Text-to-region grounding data
# # # #
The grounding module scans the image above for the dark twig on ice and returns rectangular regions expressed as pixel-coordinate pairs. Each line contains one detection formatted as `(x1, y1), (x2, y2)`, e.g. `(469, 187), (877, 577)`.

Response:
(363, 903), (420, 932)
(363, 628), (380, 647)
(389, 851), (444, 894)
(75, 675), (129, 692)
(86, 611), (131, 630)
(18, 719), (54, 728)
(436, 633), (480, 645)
# # # #
What this task involves —
Output all records exactly, with nothing added or dropped.

Answer to this task —
The grounding module scans the image above for the dark twig on ice and returns rectangular regions expressed as pixel-coordinate pairs. Each line contains one detection formatted as `(x1, y1), (x2, y2)`, e.g. `(469, 187), (877, 577)`.

Response:
(363, 903), (420, 932)
(363, 628), (380, 647)
(389, 851), (444, 894)
(75, 675), (129, 692)
(86, 611), (131, 630)
(18, 719), (54, 728)
(436, 633), (480, 645)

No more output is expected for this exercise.